Instructions for the task: In the records below, find the line holding "202L154 176L0 189V289L439" and the line holding "positive clicks: (203, 293) (440, 254)". Set down both, with every line between them, exactly.

Data to process:
========
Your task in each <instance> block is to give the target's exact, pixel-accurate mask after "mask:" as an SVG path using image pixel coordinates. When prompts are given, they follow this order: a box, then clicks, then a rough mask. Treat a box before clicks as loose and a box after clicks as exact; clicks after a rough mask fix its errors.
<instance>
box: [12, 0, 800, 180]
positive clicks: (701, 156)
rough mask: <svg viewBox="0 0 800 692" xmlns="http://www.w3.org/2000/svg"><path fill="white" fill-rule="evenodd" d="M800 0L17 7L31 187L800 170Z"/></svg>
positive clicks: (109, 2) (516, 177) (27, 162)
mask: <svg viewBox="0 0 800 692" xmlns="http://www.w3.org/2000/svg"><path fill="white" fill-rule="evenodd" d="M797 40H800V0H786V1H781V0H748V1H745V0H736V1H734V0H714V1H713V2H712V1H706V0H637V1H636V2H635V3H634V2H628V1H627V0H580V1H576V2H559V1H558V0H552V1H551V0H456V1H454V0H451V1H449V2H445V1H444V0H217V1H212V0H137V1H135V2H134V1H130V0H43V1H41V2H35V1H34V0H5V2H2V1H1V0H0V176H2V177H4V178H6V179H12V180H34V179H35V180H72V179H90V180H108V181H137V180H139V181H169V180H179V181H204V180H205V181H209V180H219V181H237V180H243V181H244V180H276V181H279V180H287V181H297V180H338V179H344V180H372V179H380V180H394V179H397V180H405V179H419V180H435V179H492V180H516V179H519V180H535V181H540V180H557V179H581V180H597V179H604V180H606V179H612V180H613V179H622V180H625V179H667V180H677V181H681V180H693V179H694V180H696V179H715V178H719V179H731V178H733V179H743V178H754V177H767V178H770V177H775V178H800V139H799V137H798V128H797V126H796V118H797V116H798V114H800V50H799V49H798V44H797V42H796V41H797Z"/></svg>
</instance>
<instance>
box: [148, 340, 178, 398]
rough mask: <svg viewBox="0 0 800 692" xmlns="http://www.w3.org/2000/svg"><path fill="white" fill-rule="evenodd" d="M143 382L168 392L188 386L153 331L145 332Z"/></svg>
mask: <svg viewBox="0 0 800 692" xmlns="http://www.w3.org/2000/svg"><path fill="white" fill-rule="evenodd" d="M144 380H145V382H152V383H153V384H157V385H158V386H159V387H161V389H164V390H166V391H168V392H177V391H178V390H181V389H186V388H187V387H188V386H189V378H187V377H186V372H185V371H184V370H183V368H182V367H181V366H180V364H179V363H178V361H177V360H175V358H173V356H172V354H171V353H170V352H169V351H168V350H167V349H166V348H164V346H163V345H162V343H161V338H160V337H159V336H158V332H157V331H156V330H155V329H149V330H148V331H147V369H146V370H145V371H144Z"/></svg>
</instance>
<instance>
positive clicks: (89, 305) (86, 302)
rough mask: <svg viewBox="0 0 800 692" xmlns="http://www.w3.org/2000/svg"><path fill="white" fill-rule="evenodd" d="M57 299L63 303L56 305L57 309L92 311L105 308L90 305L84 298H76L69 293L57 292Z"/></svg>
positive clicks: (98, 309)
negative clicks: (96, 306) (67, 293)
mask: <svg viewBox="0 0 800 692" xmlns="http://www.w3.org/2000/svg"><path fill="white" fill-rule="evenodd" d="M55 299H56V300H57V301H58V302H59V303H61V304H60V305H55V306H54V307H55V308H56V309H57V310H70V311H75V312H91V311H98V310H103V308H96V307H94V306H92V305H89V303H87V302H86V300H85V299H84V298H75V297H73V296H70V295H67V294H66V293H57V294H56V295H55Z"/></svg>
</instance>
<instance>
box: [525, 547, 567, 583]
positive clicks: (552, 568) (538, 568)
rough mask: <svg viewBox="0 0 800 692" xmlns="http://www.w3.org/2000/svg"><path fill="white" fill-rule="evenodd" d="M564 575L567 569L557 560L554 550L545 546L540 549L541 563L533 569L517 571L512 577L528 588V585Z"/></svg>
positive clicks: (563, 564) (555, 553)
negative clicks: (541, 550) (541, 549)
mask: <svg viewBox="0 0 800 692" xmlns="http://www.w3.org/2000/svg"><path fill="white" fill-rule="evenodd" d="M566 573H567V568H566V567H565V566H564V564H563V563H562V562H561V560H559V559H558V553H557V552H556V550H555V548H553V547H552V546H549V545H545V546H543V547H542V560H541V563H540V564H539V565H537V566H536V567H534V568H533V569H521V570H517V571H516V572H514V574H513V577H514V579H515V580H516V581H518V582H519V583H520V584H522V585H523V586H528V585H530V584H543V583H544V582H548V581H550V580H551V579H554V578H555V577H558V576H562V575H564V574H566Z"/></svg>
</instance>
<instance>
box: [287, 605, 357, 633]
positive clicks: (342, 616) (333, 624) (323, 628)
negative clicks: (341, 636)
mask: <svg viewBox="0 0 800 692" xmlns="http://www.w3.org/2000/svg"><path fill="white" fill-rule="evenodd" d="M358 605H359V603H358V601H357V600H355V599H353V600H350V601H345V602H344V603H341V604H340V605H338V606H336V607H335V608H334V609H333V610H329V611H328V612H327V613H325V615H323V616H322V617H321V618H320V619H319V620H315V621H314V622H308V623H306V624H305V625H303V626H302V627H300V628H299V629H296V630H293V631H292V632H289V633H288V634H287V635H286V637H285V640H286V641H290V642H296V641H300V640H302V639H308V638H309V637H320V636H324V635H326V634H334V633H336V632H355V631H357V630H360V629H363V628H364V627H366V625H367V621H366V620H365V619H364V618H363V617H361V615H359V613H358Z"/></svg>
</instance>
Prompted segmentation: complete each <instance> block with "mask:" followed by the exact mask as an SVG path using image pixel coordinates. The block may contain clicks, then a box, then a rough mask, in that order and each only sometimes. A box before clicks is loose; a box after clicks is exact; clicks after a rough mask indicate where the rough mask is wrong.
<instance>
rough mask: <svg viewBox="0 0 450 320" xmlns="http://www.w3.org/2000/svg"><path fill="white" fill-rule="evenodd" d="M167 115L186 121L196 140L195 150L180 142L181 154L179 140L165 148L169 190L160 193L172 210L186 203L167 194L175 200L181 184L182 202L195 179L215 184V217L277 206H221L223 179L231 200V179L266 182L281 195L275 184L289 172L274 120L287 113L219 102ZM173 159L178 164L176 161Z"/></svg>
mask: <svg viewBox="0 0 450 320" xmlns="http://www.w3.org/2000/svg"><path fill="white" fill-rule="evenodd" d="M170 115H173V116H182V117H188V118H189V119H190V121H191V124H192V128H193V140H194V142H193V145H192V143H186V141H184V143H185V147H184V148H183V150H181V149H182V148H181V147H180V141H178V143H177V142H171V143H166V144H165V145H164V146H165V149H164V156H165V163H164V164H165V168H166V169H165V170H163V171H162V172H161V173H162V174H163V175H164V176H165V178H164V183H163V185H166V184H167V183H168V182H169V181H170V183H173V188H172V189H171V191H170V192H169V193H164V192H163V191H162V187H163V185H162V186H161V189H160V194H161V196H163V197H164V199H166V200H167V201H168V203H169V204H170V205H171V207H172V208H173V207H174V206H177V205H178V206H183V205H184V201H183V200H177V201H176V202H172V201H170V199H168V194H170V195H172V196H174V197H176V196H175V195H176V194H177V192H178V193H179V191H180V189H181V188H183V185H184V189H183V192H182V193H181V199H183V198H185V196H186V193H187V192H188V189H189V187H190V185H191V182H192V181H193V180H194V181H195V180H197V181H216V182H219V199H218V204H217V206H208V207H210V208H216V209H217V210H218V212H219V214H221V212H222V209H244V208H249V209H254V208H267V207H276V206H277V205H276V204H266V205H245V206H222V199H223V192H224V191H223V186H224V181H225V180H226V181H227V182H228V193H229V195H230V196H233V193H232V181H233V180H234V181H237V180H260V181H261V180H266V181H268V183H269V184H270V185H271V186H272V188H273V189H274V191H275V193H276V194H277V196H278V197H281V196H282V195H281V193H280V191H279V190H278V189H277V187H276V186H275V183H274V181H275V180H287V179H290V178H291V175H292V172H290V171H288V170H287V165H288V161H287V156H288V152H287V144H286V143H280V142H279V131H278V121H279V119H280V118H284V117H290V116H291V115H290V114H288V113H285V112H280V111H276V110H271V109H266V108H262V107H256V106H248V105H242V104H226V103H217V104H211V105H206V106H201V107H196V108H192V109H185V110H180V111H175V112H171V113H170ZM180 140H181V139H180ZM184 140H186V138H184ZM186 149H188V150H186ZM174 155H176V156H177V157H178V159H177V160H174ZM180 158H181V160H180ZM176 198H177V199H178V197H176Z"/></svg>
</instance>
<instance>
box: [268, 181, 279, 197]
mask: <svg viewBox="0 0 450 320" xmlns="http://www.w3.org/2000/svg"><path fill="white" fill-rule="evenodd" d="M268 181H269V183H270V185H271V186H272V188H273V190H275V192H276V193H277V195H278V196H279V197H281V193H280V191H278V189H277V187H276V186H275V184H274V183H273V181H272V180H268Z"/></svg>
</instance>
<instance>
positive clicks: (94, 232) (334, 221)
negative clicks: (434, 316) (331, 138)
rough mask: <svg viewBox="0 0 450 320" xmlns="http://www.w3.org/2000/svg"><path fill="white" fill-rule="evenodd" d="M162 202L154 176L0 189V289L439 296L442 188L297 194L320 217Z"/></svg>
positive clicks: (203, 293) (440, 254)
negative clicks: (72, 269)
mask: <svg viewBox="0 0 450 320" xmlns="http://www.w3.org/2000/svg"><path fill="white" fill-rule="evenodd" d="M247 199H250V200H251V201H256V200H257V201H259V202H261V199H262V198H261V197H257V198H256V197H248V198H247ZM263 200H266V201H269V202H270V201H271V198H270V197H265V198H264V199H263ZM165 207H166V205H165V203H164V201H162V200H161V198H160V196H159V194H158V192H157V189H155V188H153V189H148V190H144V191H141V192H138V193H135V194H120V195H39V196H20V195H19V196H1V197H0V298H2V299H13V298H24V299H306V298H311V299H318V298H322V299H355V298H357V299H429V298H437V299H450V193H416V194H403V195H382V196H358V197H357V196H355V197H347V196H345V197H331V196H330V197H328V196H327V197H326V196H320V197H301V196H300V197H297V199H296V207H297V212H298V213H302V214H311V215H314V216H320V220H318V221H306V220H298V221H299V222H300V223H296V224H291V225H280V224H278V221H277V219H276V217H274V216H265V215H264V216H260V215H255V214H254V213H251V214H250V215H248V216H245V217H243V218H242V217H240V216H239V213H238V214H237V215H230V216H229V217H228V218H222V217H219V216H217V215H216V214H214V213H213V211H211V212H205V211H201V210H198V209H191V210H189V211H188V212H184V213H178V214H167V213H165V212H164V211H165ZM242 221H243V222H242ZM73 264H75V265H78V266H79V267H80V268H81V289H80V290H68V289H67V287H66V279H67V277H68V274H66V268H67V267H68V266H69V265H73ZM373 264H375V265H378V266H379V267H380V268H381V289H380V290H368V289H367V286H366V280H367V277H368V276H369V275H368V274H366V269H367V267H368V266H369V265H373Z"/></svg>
========
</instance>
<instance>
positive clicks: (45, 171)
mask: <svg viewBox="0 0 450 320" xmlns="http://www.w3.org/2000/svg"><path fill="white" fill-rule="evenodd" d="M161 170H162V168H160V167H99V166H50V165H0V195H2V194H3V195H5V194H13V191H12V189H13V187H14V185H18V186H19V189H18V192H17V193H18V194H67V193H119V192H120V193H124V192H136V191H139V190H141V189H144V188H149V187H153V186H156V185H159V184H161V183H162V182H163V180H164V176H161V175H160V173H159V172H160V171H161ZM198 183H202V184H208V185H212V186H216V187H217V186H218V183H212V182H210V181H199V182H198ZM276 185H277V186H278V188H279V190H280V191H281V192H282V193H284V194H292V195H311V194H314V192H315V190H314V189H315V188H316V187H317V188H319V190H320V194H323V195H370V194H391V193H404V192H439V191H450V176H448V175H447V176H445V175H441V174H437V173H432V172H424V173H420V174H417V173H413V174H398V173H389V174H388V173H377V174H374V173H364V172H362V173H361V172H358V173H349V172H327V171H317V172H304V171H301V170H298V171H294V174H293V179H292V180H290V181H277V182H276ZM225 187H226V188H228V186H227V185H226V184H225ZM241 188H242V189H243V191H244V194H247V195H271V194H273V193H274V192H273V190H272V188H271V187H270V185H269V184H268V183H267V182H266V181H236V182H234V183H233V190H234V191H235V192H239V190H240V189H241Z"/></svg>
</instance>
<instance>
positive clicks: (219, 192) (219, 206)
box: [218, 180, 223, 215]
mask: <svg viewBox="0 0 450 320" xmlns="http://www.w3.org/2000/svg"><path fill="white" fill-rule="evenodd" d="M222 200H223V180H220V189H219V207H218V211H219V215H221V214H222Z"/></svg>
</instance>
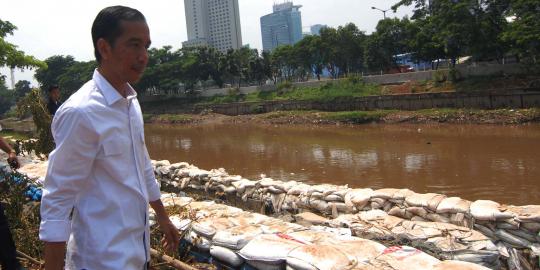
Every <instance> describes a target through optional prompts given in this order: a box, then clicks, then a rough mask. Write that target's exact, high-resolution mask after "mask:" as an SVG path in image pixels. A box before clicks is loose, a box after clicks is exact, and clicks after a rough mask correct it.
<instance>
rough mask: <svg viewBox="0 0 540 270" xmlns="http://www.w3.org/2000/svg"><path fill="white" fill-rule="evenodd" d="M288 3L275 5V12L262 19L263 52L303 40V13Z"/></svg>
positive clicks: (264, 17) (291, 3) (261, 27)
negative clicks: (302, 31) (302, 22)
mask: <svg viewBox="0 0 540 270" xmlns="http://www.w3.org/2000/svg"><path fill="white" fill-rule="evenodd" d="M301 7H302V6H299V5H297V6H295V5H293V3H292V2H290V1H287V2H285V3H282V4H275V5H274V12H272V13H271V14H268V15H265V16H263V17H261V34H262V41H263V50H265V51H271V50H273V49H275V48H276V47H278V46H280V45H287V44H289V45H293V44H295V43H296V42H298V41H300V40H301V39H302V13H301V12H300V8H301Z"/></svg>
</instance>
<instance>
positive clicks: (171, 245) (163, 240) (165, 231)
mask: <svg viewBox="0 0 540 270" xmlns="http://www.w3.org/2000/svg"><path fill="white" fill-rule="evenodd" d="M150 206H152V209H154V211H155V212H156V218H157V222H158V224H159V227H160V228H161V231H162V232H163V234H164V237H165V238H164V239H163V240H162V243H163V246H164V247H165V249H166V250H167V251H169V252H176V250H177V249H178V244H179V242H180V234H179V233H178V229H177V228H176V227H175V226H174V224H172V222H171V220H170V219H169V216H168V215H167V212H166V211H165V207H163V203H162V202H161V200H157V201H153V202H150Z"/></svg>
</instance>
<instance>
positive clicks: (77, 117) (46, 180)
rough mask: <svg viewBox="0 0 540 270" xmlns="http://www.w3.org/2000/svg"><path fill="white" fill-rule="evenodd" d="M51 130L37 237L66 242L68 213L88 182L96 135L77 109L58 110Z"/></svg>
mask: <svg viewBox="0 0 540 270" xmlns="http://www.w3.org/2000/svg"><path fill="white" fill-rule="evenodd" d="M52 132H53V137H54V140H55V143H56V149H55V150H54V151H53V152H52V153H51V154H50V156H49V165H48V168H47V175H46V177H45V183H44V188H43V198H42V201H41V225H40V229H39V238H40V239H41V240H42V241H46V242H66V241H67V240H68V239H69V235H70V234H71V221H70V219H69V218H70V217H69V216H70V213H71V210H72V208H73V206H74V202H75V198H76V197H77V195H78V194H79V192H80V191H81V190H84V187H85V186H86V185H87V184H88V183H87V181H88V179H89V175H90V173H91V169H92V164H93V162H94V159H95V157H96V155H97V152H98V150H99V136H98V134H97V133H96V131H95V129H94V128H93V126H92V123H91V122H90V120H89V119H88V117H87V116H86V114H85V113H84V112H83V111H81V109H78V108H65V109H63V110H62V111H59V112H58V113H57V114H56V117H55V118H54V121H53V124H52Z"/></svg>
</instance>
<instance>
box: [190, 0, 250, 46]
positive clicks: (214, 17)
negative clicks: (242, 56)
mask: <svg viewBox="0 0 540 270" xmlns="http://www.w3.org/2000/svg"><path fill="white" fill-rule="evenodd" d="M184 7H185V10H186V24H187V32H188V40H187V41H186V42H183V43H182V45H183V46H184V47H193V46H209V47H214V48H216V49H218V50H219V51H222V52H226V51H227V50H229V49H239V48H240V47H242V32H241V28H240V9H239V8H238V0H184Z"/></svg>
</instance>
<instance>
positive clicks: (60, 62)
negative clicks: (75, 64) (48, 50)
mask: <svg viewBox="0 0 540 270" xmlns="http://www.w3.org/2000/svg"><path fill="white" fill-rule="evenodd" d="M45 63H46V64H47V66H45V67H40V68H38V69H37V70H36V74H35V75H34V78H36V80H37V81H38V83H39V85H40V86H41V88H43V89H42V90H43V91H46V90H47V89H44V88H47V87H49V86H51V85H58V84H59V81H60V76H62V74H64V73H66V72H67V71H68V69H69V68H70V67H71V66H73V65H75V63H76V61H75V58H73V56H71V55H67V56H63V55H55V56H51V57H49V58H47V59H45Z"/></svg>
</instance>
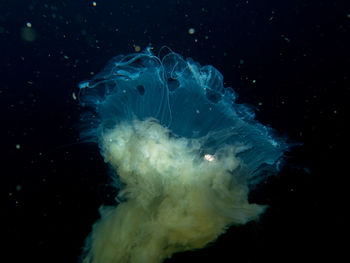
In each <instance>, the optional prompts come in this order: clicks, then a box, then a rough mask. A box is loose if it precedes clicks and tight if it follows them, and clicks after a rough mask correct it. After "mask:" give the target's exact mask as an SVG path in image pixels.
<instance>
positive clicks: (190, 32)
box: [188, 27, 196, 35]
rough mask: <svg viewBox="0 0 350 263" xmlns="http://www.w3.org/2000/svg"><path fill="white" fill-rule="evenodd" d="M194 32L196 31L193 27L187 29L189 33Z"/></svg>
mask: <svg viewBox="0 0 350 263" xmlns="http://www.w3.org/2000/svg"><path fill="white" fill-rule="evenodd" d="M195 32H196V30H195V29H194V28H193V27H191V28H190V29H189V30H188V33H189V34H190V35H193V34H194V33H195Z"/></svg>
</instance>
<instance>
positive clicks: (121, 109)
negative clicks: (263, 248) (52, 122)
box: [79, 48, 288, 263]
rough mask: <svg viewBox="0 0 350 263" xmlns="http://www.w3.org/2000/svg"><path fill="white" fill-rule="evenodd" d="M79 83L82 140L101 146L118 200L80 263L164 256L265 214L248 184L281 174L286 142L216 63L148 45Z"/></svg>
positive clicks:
========
Output for this exercise:
rough mask: <svg viewBox="0 0 450 320" xmlns="http://www.w3.org/2000/svg"><path fill="white" fill-rule="evenodd" d="M162 202L154 176L0 189V289L439 296L442 188L297 194L320 217Z"/></svg>
positive clicks: (203, 293) (440, 254)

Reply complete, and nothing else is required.